Nocturnal Values: Nocturnal HR and HRV (RMSSD) were measured with Oura Ring 4. I previously compared Oura to ECG during a night of sleep and found good agreement (2 ms difference, image below). One outlier sleep HRV value was removed (very high RMSSD, 106 ms spike vs ~70 ms average) which occurred with frequent breathing disturbances reported in the app (i.e., episode of sleep apnea, which happens when I overeat with a later dinner time).

Standing Values: Standing HR/HRV were measured after waking, peeing, and logging body mass. I used the Kubios HRV app paired with a Polar Verity Sense worn around the forearm. The sample duration was 1 min. I compared simultaneous HRV measurements performed with the Vertiy Sense and H10 via the Kubios app and found good agreement. Here is an example comparison below using Kubios software.

What did I find regarding trends over time?

HRex: Consistent with a progressive increase in aerobic fitness, HRex tended to decrease over time.

Nocturnal HRV: Consistent with a progressive increase in aerobic fitness, sleep HR tended to decrease over time. However, inconsistent with fitness improvement, sleep HRV tended to decrease over time.

Standing HRV: Standing HR tended to decrease over time and standing HRV tended to increase over time. Each as expected with an increase in fitness. Figures below showing trends for all parameters across time.

What did I find regarding associations between HRex and HR/HRV values?

Nocturnal Values: Sleep HR was associated with HRex (r = 0.58) in the expected direction, such that when sleep HR was lower, HRex also tended to be lower. Sleep HRV was not strongly associated with HRex and the slope was directionally opposite of what one would expect (r = 0.25). This means that when sleep RMSSD was higher, HRex tended to be higher. Figure below for nocturnal values.

• **Your tasks**
a) In the heart rate variability text, what device was used to measure nocturnal HR and HRV?
b) Please write out the part of the heart rate variability text that opens with the words containing "Standing HRV: Standing" and closes with "parameters across time.".
The listing after this point is separate material, not part of the heart rate variability text.

• **Material shown**
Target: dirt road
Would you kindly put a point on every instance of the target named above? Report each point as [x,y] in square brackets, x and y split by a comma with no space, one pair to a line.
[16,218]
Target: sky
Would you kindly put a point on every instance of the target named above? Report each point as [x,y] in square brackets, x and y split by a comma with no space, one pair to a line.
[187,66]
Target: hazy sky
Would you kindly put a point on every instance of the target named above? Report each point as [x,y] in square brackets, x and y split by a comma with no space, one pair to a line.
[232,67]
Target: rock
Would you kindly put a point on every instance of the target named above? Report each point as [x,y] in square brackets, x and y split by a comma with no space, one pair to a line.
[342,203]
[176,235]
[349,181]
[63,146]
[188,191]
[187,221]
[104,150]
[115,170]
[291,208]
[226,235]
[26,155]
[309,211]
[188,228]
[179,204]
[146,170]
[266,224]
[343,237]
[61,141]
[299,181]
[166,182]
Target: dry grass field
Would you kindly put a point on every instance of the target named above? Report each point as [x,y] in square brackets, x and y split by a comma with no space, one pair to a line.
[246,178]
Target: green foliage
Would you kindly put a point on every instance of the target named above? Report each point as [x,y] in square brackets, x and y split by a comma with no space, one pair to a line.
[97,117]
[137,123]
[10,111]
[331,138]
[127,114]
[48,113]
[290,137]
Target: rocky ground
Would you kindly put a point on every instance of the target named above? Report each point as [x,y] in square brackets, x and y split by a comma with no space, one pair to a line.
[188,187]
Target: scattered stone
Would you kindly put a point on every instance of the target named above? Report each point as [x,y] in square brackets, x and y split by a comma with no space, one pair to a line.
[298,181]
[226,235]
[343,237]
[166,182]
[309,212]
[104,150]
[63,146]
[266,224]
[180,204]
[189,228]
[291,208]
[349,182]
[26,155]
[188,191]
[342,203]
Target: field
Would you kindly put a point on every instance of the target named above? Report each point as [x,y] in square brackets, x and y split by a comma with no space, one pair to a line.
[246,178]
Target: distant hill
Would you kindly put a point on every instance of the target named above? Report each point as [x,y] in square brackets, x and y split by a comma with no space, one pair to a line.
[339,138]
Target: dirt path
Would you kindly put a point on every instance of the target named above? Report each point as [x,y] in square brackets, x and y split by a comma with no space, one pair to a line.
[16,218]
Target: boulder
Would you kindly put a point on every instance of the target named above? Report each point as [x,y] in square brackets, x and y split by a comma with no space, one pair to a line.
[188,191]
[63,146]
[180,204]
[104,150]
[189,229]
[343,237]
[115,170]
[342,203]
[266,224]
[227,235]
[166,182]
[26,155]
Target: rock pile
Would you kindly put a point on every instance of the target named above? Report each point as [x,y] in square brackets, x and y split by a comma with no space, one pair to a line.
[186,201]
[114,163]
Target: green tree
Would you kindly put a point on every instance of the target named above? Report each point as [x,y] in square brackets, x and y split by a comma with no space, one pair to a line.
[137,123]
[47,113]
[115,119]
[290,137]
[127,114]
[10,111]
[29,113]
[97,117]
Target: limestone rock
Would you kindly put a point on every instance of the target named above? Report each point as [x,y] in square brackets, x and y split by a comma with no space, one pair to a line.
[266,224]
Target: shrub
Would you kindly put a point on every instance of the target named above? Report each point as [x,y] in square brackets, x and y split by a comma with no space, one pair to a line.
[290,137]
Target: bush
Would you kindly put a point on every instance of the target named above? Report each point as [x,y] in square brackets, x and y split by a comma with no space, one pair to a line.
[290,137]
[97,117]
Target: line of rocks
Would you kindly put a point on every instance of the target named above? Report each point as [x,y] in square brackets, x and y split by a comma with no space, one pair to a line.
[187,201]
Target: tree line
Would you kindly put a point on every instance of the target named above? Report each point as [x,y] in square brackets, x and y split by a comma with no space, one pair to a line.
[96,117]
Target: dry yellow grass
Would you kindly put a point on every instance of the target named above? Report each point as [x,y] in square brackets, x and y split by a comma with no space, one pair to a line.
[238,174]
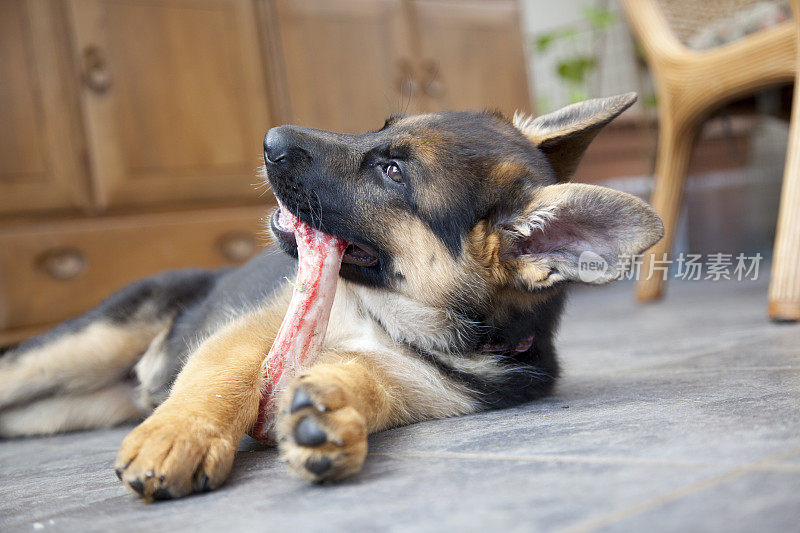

• **Solutions to each task**
a) Oura Ring 4

b)
Standing HRV: Standing HR tended to decrease over time and standing HRV tended to increase over time. Each as expected with an increase in fitness. Figures below showing trends for all parameters across time.